Exercise objective:
Copy the data as given. No line may be skipped.

Source material:
···
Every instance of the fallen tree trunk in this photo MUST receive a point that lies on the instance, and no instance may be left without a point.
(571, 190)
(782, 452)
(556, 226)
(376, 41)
···
Result of this task:
Every instance of the fallen tree trunk in this photo MUST receive a point that lies on the instance, and no instance may be left without a point.
(571, 190)
(782, 452)
(556, 226)
(376, 41)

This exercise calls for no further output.